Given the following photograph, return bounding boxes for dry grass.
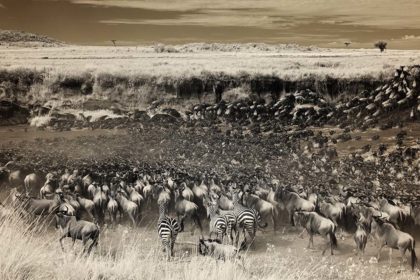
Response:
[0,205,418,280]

---+---

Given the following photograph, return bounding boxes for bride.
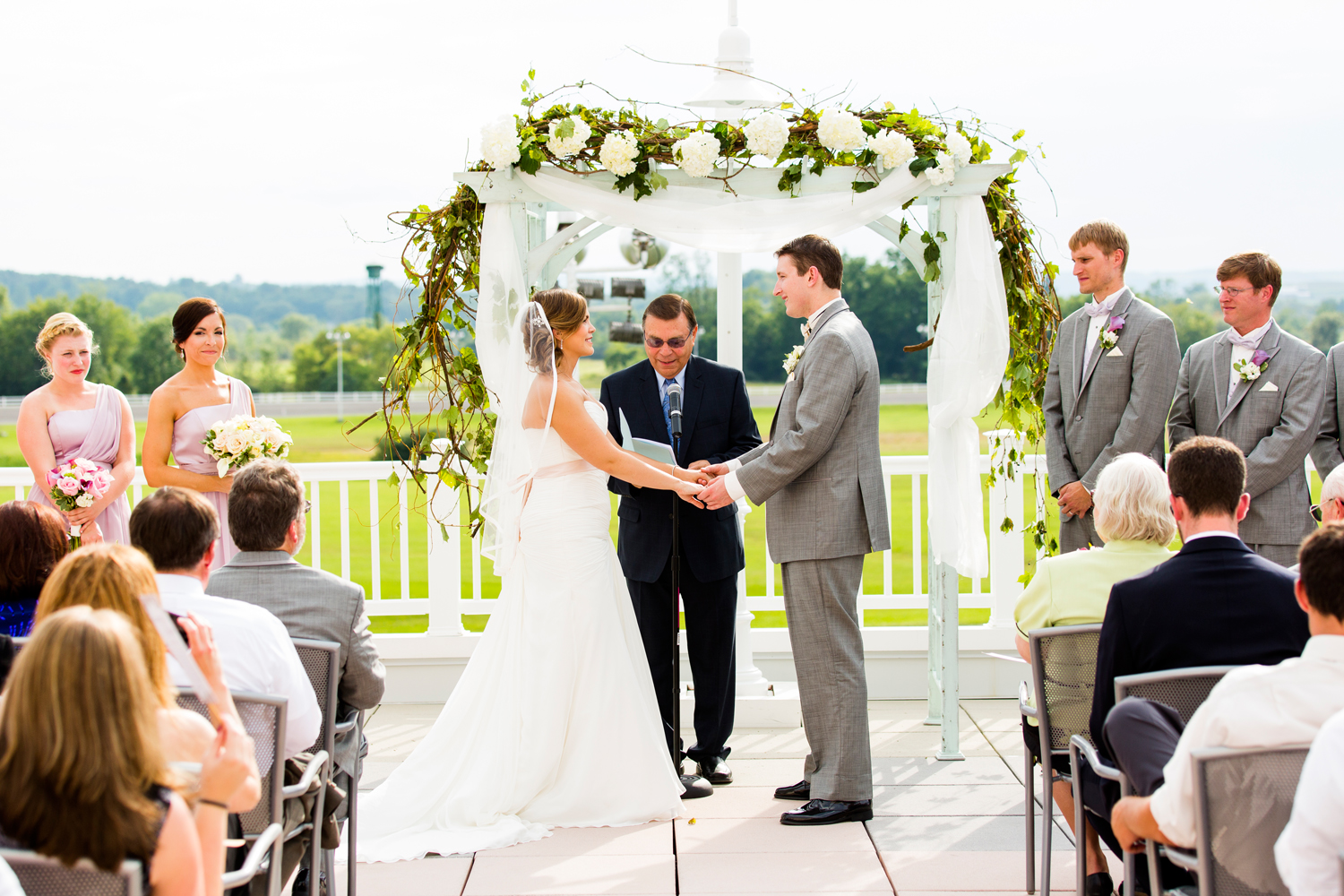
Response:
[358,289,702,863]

---+---

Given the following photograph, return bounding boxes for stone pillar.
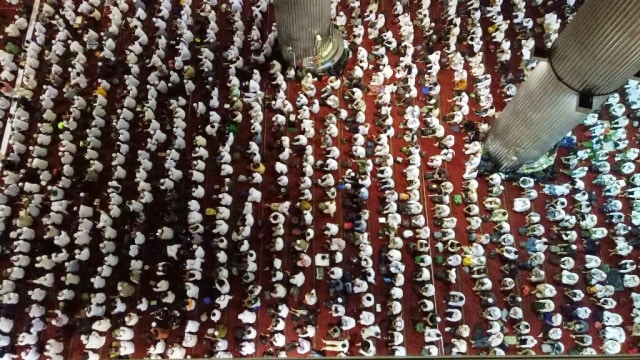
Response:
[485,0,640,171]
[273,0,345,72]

---+---

*PROMPT*: Find every line in the entries above that contains the word "bounding", and copy each of those lines in full.

*TASK RESULT*:
Given the following photograph, return bounding boxes for dry grass.
Given the following photograph, return bounding boxes for bride.
Given the following photograph, return bounding boxes for stone pillar.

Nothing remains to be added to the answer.